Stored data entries

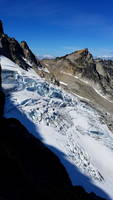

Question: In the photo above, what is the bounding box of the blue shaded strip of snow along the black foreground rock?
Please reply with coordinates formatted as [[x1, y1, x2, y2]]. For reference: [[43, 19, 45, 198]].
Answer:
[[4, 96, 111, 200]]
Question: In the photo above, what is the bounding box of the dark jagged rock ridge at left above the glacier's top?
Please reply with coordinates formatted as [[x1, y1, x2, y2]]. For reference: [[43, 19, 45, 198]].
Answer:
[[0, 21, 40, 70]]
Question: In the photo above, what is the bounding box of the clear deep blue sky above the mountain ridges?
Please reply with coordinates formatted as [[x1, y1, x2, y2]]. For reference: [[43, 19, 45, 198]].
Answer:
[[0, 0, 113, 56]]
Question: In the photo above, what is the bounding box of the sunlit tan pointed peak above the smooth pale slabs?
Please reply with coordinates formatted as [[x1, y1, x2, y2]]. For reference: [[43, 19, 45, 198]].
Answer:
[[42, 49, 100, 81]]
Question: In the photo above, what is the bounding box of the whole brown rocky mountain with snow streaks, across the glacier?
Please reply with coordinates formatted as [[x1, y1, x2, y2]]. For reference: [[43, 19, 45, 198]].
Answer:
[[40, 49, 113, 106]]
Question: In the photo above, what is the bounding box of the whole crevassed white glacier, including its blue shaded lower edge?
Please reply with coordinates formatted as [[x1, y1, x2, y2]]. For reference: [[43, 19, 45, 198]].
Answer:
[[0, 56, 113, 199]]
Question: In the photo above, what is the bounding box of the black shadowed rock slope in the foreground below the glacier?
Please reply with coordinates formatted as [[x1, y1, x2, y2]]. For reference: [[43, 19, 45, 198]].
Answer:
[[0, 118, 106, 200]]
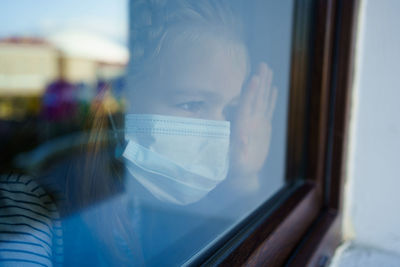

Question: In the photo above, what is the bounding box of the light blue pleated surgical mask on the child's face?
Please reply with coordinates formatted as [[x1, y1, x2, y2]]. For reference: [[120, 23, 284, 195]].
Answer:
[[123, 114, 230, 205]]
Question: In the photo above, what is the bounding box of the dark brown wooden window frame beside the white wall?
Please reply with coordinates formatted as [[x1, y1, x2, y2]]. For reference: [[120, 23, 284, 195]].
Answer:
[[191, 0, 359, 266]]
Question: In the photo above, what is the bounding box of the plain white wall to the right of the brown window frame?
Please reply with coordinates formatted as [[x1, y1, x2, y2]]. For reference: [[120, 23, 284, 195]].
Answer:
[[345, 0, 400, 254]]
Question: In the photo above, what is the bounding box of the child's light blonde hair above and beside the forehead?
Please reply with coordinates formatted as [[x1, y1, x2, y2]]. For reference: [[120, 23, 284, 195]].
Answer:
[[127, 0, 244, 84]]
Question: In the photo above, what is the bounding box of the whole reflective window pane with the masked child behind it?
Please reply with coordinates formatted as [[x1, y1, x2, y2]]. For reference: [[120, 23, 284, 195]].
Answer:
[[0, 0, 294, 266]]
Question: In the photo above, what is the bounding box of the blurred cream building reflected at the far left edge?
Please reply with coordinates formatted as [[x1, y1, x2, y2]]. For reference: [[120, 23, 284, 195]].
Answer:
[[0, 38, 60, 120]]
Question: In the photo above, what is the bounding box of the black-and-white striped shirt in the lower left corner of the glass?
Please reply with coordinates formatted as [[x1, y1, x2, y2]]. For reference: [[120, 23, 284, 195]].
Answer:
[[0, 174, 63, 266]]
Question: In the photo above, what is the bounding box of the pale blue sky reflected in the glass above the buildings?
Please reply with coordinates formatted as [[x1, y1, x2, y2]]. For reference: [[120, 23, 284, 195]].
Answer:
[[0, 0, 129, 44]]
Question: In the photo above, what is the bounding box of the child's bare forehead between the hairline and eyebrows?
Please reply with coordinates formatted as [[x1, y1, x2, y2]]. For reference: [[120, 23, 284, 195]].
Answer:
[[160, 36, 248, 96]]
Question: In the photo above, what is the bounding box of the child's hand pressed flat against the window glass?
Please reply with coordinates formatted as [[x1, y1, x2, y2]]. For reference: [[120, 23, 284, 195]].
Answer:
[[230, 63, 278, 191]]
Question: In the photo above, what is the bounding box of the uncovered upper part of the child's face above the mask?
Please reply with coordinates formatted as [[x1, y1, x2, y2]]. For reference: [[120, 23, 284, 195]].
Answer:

- [Action item]
Without the pictures, give every line of the data again, exactly as written.

- [Response]
Question: In the photo above, what is the bounding box of the blue shaded strip of snow along the black foreground rock?
Please reply with coordinates formatted as [[x1, y1, x2, y2]]. For reference: [[43, 19, 45, 198]].
Answer:
[[4, 96, 111, 200]]
Question: In the photo above, what is the bounding box of the dark jagged rock ridge at left above the glacier's top?
Please reply with coordinates formatted as [[x1, y1, x2, y2]]. For reference: [[43, 19, 45, 198]].
Answer:
[[0, 21, 40, 70]]
Question: In the photo above, what is the bounding box of the clear deep blue sky above the mountain ridges?
Please reply with coordinates formatted as [[x1, y1, x2, y2]]. For reference: [[43, 19, 45, 198]].
Answer:
[[0, 0, 113, 56]]
Question: In the photo above, what is the bounding box of the sunlit tan pointed peak above the smooth pale slabs?
Please reply with coordinates formatted as [[x1, y1, x2, y2]]. For reference: [[43, 19, 45, 198]].
Answer:
[[42, 49, 100, 81]]
Question: In the photo above, what is the bounding box of the whole brown rocky mountain with snow streaks, across the glacier?
Please reply with coordinates formatted as [[x1, y1, x2, y2]]. For reference: [[43, 19, 45, 198]].
Answer:
[[40, 49, 113, 106]]
Question: In the photo above, what is the bounding box of the whole crevassed white glacier, including its blue shaded lower edge?
Please reply with coordinates formatted as [[x1, y1, x2, y2]]. For reference: [[43, 19, 45, 198]].
Answer:
[[0, 56, 113, 199]]
Question: In the photo above, what is the bounding box of the black shadowed rock slope in the foreground below the glacier?
Please reply with coordinates formatted as [[x1, y1, x2, y2]]. For reference: [[43, 19, 45, 198]].
Answer:
[[0, 118, 106, 200]]

Question: In the photo above, what is the bounding box of the light blue pleated surgical mask on the child's face?
Please reply with coordinates formatted as [[x1, y1, x2, y2]]. For reference: [[120, 23, 284, 195]].
Answer:
[[123, 114, 230, 205]]
Question: In the photo above, what is the bounding box of the dark brown wooden window frame beside the white wall?
Please reply with coordinates formatted as [[x1, y1, x2, y2]]. For reference: [[120, 23, 284, 195]].
Answer:
[[191, 0, 359, 266]]
Question: In the photo above, what is the bounding box of the plain white wall to the right of the brown window frame?
Please reply with coordinates formatted as [[x1, y1, x2, y2]]. For reference: [[120, 23, 284, 195]].
Answer:
[[345, 0, 400, 254]]
Question: In the photo above, what is the bounding box of the child's light blonde hair above and beside the forehead?
Please reply with coordinates formatted as [[x1, y1, x2, y2]]. For reference: [[120, 23, 284, 195]].
Answer:
[[127, 0, 244, 84]]
Question: In the photo above, what is the bounding box of the whole reflective window pane with the masked child behind it?
Please reply with coordinates formatted as [[x1, y1, x2, y2]]. For reference: [[120, 23, 284, 195]].
Answer:
[[0, 0, 294, 266]]
Question: In the photo above, what is the bounding box of the blurred cream building reflected at the far left edge?
Please reply with coordinates formatted as [[x1, y1, x2, y2]]. For reference: [[120, 23, 284, 195]].
Answer:
[[0, 38, 60, 120]]
Question: In the photo above, what is the bounding box of the black-and-white striped shirt in the lower left corner of the glass?
Please reply with coordinates formatted as [[x1, y1, x2, y2]]. For reference: [[120, 23, 284, 195]].
Answer:
[[0, 174, 63, 266]]
Question: In the photo above, what is the bounding box of the pale blue sky reflected in the glass above the buildings?
Please reply with coordinates formatted as [[x1, y1, x2, y2]]. For reference: [[120, 23, 284, 195]].
Answer:
[[0, 0, 129, 44]]
Question: In the photo above, what is the bounding box of the child's bare forehead between the hairline and eyebrows?
Please reply with coordinates formatted as [[x1, y1, x2, y2]]. For reference: [[120, 23, 284, 195]].
Answer:
[[160, 36, 248, 96]]
Question: In the photo above, what is the bounding box of the child's hand pressed flat against the window glass?
Please reply with coordinates formatted as [[x1, y1, x2, y2]]. For reference: [[120, 23, 284, 195]].
Answer:
[[230, 63, 278, 191]]
Question: In the photo above, what is the bounding box of the uncovered upper part of the child's face above the mask?
Please reply with coordinates formatted as [[x1, y1, x2, y2]]. For reference: [[120, 23, 284, 195]].
Answer:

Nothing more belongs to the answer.